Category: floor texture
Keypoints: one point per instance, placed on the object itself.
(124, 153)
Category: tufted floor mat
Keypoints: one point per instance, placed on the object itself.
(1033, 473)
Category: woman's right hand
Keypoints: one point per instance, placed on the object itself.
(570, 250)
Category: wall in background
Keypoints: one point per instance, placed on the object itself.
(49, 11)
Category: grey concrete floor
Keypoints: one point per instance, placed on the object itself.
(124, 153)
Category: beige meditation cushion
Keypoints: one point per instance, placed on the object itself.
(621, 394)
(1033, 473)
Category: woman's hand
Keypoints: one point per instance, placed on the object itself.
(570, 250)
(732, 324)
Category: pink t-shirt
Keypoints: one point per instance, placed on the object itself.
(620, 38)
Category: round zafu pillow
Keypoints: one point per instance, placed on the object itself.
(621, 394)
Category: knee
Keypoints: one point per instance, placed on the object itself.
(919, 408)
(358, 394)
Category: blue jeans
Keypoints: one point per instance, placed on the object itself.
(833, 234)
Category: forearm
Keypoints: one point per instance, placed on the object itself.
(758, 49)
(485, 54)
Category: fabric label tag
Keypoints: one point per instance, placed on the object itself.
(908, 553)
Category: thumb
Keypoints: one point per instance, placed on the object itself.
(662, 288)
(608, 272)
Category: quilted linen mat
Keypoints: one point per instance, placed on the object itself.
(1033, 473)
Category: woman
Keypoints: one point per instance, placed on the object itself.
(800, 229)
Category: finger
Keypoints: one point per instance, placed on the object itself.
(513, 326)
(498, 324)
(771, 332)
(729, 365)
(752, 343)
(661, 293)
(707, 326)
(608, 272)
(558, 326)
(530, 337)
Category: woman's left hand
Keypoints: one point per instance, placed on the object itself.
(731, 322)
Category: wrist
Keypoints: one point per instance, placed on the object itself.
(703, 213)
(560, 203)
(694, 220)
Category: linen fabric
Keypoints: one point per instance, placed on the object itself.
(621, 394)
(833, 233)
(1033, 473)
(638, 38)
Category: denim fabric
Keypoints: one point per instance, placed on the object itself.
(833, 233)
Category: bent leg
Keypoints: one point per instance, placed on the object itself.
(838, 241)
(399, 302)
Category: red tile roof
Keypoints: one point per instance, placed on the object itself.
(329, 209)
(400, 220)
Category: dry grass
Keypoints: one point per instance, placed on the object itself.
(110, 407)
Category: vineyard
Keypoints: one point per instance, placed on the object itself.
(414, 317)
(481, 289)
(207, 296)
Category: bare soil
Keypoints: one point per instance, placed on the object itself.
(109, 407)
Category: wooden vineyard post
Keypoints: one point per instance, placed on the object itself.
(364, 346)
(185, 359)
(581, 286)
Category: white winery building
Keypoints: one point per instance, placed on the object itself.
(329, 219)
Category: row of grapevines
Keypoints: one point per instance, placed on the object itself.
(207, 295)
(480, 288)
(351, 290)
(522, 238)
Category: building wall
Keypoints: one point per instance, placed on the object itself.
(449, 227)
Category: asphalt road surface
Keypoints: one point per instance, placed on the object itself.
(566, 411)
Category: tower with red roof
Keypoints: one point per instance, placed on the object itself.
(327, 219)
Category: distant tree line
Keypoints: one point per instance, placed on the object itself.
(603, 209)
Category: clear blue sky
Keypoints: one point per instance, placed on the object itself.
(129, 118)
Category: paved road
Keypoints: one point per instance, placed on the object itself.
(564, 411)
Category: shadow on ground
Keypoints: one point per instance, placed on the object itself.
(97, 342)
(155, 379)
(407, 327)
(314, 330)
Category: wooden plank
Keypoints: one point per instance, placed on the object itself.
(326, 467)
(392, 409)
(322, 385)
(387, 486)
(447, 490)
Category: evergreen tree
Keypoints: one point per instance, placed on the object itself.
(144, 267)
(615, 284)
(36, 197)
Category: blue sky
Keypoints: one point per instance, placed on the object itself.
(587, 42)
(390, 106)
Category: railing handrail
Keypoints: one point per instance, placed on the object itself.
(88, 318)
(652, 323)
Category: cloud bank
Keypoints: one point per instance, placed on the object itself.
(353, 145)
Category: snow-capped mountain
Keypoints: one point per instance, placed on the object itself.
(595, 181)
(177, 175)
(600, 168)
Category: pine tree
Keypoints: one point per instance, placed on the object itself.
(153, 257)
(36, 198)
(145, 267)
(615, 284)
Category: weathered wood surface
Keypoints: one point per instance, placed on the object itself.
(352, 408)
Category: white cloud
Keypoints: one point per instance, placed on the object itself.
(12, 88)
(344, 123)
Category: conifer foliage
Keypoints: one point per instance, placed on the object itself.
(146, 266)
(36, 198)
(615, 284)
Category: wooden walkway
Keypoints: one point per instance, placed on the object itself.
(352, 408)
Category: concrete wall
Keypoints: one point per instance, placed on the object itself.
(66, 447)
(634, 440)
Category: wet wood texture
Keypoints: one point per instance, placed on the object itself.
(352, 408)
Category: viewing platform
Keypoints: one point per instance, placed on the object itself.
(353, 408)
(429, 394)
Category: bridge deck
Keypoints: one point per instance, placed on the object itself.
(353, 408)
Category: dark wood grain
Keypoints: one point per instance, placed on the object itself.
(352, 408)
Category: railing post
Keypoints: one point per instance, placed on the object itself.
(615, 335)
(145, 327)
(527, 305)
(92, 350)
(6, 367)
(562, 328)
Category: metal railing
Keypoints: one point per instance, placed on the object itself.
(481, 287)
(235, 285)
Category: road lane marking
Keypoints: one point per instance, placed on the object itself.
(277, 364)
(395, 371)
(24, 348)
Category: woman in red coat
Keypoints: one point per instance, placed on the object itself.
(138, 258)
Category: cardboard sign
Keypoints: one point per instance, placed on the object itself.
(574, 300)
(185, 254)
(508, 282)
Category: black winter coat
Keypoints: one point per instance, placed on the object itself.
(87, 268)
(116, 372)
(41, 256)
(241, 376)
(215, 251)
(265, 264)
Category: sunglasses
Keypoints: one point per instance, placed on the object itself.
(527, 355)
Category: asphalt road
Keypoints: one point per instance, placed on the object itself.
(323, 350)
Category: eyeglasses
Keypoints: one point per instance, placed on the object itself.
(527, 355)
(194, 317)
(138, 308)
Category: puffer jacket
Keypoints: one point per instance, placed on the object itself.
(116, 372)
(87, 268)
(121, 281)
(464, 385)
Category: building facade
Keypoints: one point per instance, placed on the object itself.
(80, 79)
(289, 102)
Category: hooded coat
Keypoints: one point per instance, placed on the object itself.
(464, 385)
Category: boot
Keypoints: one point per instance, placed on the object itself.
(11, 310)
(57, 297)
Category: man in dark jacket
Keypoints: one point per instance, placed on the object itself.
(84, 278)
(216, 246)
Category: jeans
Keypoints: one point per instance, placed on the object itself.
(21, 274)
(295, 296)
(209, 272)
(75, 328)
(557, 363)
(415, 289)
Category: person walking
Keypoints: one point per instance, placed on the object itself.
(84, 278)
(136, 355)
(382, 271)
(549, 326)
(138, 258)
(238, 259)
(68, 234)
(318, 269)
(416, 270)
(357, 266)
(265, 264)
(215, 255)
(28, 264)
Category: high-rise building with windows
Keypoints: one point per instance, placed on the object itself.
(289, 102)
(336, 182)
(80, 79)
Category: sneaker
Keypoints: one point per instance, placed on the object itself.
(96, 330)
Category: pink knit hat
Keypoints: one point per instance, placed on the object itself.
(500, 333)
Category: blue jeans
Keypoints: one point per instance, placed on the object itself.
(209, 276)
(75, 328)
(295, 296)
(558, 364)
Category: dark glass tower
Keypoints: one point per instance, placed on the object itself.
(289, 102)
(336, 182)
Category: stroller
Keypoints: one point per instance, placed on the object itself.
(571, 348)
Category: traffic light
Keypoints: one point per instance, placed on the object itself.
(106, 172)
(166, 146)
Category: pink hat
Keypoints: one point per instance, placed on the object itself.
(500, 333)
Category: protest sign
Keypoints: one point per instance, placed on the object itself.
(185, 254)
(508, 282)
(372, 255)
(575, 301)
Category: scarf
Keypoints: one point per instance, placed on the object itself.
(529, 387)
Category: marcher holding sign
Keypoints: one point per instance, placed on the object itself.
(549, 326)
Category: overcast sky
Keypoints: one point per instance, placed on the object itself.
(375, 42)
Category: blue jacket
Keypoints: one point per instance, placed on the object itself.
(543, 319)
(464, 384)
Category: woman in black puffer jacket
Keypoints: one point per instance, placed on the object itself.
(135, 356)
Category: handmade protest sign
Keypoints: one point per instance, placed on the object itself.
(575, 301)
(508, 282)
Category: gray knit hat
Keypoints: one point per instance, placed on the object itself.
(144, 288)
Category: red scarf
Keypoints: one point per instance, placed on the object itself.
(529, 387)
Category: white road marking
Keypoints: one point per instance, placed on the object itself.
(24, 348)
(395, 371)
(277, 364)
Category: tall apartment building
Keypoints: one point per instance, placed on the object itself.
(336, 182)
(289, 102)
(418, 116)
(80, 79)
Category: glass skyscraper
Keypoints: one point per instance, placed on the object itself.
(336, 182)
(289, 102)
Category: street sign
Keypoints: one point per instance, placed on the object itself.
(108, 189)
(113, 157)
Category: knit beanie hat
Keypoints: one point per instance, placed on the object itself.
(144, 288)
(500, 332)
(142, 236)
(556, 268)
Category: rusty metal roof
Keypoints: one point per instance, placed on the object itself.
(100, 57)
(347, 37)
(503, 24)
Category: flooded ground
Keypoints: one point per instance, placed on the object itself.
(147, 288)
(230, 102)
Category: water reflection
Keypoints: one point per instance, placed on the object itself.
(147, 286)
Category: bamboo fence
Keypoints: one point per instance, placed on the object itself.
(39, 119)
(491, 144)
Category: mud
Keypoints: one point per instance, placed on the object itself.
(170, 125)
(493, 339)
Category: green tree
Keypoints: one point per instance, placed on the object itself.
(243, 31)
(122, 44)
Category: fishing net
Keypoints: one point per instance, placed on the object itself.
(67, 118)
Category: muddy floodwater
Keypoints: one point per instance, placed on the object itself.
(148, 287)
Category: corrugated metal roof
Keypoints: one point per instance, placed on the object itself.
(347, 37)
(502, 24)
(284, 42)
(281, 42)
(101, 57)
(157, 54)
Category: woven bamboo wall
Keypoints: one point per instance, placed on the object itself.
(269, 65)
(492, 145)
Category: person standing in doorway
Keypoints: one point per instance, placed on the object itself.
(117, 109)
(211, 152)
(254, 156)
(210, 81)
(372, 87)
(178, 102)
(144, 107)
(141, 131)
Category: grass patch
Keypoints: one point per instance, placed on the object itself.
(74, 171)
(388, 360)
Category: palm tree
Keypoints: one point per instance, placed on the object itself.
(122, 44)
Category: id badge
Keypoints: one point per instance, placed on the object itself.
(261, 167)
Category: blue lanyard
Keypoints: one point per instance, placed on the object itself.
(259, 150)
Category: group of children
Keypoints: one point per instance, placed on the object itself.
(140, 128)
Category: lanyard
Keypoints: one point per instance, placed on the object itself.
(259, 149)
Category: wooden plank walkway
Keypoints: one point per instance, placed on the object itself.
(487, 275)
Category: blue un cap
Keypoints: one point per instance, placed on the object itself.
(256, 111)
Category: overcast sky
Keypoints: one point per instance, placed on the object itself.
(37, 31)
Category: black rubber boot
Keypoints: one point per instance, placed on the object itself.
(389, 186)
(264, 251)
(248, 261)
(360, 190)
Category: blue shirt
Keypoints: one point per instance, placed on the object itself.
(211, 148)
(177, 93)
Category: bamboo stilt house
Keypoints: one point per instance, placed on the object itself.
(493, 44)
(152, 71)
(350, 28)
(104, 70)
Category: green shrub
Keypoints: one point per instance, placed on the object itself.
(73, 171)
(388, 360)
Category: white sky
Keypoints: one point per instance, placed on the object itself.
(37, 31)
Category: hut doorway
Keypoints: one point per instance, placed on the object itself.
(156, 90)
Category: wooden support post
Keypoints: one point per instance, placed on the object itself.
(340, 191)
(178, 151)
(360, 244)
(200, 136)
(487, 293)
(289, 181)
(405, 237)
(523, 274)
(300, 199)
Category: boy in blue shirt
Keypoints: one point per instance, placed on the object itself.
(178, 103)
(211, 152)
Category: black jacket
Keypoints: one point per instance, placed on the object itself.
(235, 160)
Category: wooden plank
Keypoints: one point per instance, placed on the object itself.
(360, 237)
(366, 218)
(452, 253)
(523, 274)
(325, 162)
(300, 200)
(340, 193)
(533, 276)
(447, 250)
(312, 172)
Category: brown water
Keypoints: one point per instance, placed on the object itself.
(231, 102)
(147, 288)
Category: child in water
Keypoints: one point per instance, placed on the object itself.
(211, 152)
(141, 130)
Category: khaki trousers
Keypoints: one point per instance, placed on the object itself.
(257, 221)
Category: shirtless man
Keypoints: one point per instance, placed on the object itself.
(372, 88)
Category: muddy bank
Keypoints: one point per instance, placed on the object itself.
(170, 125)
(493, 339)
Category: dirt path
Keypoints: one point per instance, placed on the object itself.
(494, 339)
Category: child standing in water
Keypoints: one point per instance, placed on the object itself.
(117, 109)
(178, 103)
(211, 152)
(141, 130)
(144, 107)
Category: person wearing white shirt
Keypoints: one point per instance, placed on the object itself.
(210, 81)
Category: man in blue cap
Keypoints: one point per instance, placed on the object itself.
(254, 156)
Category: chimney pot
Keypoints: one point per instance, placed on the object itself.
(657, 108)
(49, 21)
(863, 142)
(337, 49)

What to work on
Begin with the line that contains "Category: muddy bank" and set down each line exactly until the records above end, including the final line.

Response
Category: muddy bank
Keypoints: one point per instance, placed on the object itself.
(170, 125)
(493, 339)
Category: dirt path
Keypoints: one point per instance, placed on the object itself.
(494, 339)
Category: child standing in water
Keypoints: one point per instance, placed on the object itself.
(117, 109)
(178, 103)
(211, 152)
(141, 130)
(144, 107)
Category: person wearing white shirt
Keypoints: one point per instance, placed on the object itself.
(210, 81)
Category: man in blue cap
Keypoints: one point per instance, placed on the object itself.
(254, 156)
Category: chimney pot
Keypoints: one point per instance, placed on the object itself.
(657, 108)
(49, 21)
(863, 142)
(337, 49)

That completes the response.